══ SOURCE MATERIAL ══

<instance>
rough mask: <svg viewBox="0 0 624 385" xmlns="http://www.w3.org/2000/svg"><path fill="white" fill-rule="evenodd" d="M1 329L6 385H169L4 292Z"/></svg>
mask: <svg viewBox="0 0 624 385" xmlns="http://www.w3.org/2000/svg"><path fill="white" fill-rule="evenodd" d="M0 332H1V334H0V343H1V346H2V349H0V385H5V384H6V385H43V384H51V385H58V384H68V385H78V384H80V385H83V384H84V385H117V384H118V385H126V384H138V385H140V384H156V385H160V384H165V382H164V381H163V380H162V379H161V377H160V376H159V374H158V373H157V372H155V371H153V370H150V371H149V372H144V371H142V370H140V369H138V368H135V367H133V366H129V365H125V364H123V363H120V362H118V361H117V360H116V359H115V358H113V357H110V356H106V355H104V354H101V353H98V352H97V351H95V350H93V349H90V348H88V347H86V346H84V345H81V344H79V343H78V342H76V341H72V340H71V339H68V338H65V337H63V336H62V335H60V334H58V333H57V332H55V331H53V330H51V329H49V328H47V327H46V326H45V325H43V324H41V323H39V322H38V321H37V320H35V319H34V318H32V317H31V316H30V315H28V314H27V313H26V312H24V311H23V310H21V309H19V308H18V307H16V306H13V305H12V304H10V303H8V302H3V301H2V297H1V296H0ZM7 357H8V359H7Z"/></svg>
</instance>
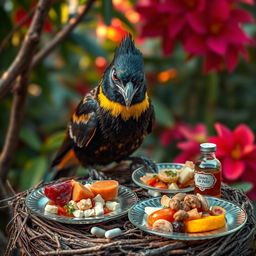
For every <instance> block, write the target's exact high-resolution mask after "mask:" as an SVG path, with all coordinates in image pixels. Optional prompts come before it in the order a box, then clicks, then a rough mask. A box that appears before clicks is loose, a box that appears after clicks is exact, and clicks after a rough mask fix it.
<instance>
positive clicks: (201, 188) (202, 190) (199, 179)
mask: <svg viewBox="0 0 256 256" xmlns="http://www.w3.org/2000/svg"><path fill="white" fill-rule="evenodd" d="M216 182H217V179H216V178H215V176H214V175H213V174H211V173H204V172H197V173H195V185H196V186H197V187H198V188H199V189H200V190H201V191H204V190H206V189H210V188H213V187H214V185H215V183H216Z"/></svg>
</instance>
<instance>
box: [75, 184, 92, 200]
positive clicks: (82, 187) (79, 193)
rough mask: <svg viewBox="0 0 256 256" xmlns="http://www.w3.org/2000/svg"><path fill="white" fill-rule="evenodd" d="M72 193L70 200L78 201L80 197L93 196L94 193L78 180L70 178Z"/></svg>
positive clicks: (91, 196)
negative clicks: (93, 193) (71, 180)
mask: <svg viewBox="0 0 256 256" xmlns="http://www.w3.org/2000/svg"><path fill="white" fill-rule="evenodd" d="M72 186H73V193H72V200H74V201H75V202H78V201H80V200H82V199H87V198H94V194H93V192H92V191H90V190H89V189H88V188H86V187H85V186H83V185H82V184H81V183H80V182H78V181H74V180H72Z"/></svg>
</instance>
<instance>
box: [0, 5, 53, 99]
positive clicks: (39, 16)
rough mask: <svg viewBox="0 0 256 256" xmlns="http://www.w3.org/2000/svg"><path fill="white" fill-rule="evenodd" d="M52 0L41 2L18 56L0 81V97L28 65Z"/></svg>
mask: <svg viewBox="0 0 256 256" xmlns="http://www.w3.org/2000/svg"><path fill="white" fill-rule="evenodd" d="M51 2H52V0H41V1H40V2H39V3H38V5H37V8H36V13H35V15H34V17H33V20H32V23H31V25H30V27H29V30H28V33H27V34H26V36H25V38H24V41H23V43H22V45H21V48H20V50H19V53H18V55H17V56H16V58H15V60H14V61H13V62H12V64H11V65H10V67H9V68H8V70H7V71H6V72H5V73H4V74H3V75H2V77H1V79H0V97H2V96H4V95H5V94H6V93H7V92H8V90H9V89H10V88H11V86H12V84H13V82H14V81H15V79H16V78H17V77H18V76H19V75H20V74H21V73H22V72H23V71H24V70H25V69H27V67H28V66H29V65H30V63H31V61H32V58H33V54H34V52H35V50H36V47H37V45H38V43H39V38H40V34H41V31H42V28H43V24H44V21H45V19H46V17H47V14H48V11H49V8H50V6H51Z"/></svg>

═══

→ **PROBLEM**
Each line of the data should be quoted exactly, with pictures left out.

→ **TASK RESPONSE**
<instance>
rough mask: <svg viewBox="0 0 624 385" xmlns="http://www.w3.org/2000/svg"><path fill="white" fill-rule="evenodd" d="M1 329L6 385H169L4 292Z"/></svg>
mask: <svg viewBox="0 0 624 385" xmlns="http://www.w3.org/2000/svg"><path fill="white" fill-rule="evenodd" d="M0 332H1V334H0V343H1V346H2V349H0V385H5V384H6V385H43V384H51V385H58V384H68V385H78V384H80V385H83V384H84V385H117V384H118V385H126V384H138V385H140V384H156V385H160V384H165V382H164V381H163V380H162V379H161V377H160V376H159V374H158V373H157V372H155V371H153V370H150V371H149V372H144V371H142V370H140V369H138V368H135V367H133V366H129V365H125V364H123V363H120V362H118V361H117V360H116V359H115V358H113V357H110V356H106V355H104V354H101V353H98V352H97V351H95V350H93V349H90V348H88V347H86V346H84V345H81V344H79V343H78V342H76V341H72V340H71V339H68V338H65V337H63V336H62V335H60V334H58V333H57V332H55V331H53V330H51V329H49V328H47V327H46V326H45V325H43V324H41V323H39V322H38V321H37V320H35V319H34V318H32V317H31V316H30V315H28V314H27V313H26V312H24V311H23V310H21V309H19V308H18V307H16V306H13V305H12V304H10V303H8V302H3V301H2V297H1V296H0ZM7 357H8V359H7Z"/></svg>
</instance>
For every <instance> block, write the target's exact high-resolution mask after "mask:" as an SVG path, with all coordinates in image pixels. Optional prompts come before it in the order a box, then clicks, then a rough mask. A box that appears before clicks is loose, a box that appears after clicks is exact, and clicks after a rough mask fix it.
<instance>
positive clicks: (201, 188) (202, 190) (199, 179)
mask: <svg viewBox="0 0 256 256" xmlns="http://www.w3.org/2000/svg"><path fill="white" fill-rule="evenodd" d="M216 182H217V179H216V178H215V176H214V175H213V174H211V173H204V172H197V173H195V185H196V186H197V187H198V188H199V189H200V190H201V191H204V190H206V189H210V188H213V187H214V185H215V183H216Z"/></svg>
</instance>
<instance>
box: [75, 184, 92, 200]
positive clicks: (82, 187) (79, 193)
rough mask: <svg viewBox="0 0 256 256" xmlns="http://www.w3.org/2000/svg"><path fill="white" fill-rule="evenodd" d="M72 193L70 200L78 201L80 197L93 196L94 193L78 180L70 178Z"/></svg>
positive clicks: (91, 196)
negative clicks: (93, 193) (71, 180)
mask: <svg viewBox="0 0 256 256" xmlns="http://www.w3.org/2000/svg"><path fill="white" fill-rule="evenodd" d="M72 186H73V193H72V200H74V201H75V202H78V201H80V200H82V199H87V198H94V194H93V192H92V191H90V190H89V189H88V188H86V187H85V186H83V185H82V184H81V183H80V182H78V181H74V180H72Z"/></svg>
</instance>
<instance>
box: [0, 5, 53, 99]
positive clicks: (39, 16)
rough mask: <svg viewBox="0 0 256 256" xmlns="http://www.w3.org/2000/svg"><path fill="white" fill-rule="evenodd" d="M52 0L41 2L18 56L0 81V97L28 65Z"/></svg>
mask: <svg viewBox="0 0 256 256" xmlns="http://www.w3.org/2000/svg"><path fill="white" fill-rule="evenodd" d="M51 2H52V0H41V1H40V2H39V3H38V5H37V8H36V13H35V15H34V17H33V20H32V23H31V25H30V27H29V30H28V33H27V34H26V36H25V38H24V41H23V43H22V45H21V48H20V50H19V53H18V55H17V56H16V58H15V60H14V61H13V62H12V64H11V65H10V67H9V68H8V70H7V71H6V72H5V73H4V74H3V75H2V77H1V79H0V97H2V96H4V95H5V94H6V93H7V92H8V90H9V89H10V88H11V86H12V84H13V82H14V81H15V79H16V78H17V77H18V76H19V75H20V74H21V73H22V72H23V71H24V70H25V69H27V67H28V66H29V65H30V63H31V61H32V58H33V54H34V52H35V50H36V47H37V45H38V43H39V38H40V34H41V31H42V28H43V24H44V21H45V19H46V17H47V14H48V11H49V8H50V6H51Z"/></svg>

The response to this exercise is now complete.